Given passage:
>>>>
November 2007
A Bad Week for Privacy (12 November 2007)
Attempted Credit Card Fraud? (16 November 2007)
The FBI Denies Tracking Ethnic Foods (27 November 2007)

A Bad Week for Privacy

12 November 2007

It’s been a bad week for privacy. Several major parties — Facebook, TiVo, MySpace, and a U.S. government official — made some rather ominous moves and statements.

Let’s start with the social networking sites. These have always been potential privacy risks: they’ve been gathering an immense amount of demographic data, personal data, friendship patterns, and more. My assumption has always been that they were going to use this for targeted marketing. This has now happened.

MySpace moved first. They announced that many major advertisers are using their "HyperTargeting" program, which examines user profiles and selects ads to display based on them. This isn’t new — news sites have done this for a long time — but MySpace’s data is probably more accurate, since users presumably feel more compunction about lying to their friends than to some media conglomerate. Besides, the MySpace demographic skews young, which is more valuable to at least some advertisers.
<<<<
Data section:
>>>>
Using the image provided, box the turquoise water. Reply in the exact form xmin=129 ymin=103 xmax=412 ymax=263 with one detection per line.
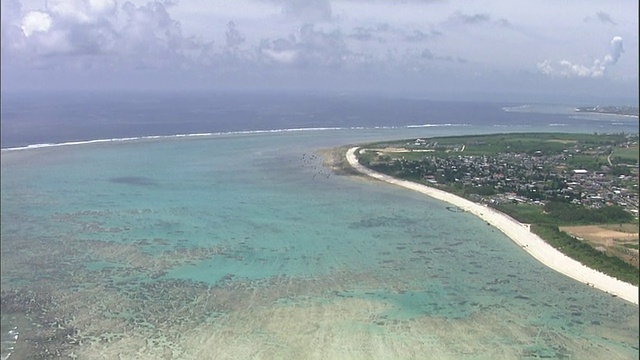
<<<<
Task list:
1) Retype the privacy post from "Let’s start with" up to and including "least some advertisers.".
2) Using the privacy post, decide whether each statement agrees with it. Give yes or no for each, with the deciding words quoted exactly. (a) The writer had expected social networking sites to use their gathered data for targeted marketing. (b) Selecting ads based on user profiles is described as a new practice. (c) The MySpace demographic skews older.

Answers for the tasks:
1)
Let’s start with the social networking sites. These have always been potential privacy risks: they’ve been gathering an immense amount of demographic data, personal data, friendship patterns, and more. My assumption has always been that they were going to use this for targeted marketing. This has now happened.

MySpace moved first. They announced that many major advertisers are using their "HyperTargeting" program, which examines user profiles and selects ads to display based on them. This isn’t new — news sites have done this for a long time — but MySpace’s data is probably more accurate, since users presumably feel more compunction about lying to their friends than to some media conglomerate. Besides, the MySpace demographic skews young, which is more valuable to at least some advertisers.

2)
(a) Yes: "My assumption has always been that they were going to use this for targeted marketing."
(b) No: "This isn’t new — news sites have done this for a long time"
(c) No: "the MySpace demographic skews young"